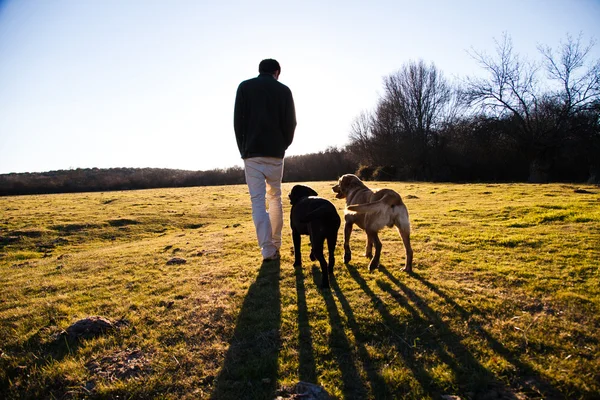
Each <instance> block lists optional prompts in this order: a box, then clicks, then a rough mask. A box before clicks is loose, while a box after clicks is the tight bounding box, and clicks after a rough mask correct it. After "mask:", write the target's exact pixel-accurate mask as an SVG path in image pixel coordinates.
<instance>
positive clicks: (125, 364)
mask: <svg viewBox="0 0 600 400" xmlns="http://www.w3.org/2000/svg"><path fill="white" fill-rule="evenodd" d="M85 367H86V368H87V370H88V371H90V372H91V373H92V374H94V375H96V376H98V377H100V378H101V379H105V380H108V381H114V380H126V379H131V378H137V377H140V376H143V375H147V374H149V373H151V372H152V368H151V367H150V359H149V358H148V357H147V355H146V354H145V353H144V352H142V351H141V350H140V349H125V350H117V351H114V352H112V353H109V354H107V355H104V356H101V357H99V358H93V359H92V360H90V361H89V362H88V363H87V364H86V365H85Z"/></svg>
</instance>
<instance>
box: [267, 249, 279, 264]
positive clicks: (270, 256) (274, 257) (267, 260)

= BRIEF =
Reproduce the stretch of the data from the line containing "</instance>" through the end, keeping every character unchanged.

= FINISHED TASK =
</instance>
<instance>
box: [267, 249, 279, 264]
positive clicks: (270, 256) (274, 257) (267, 260)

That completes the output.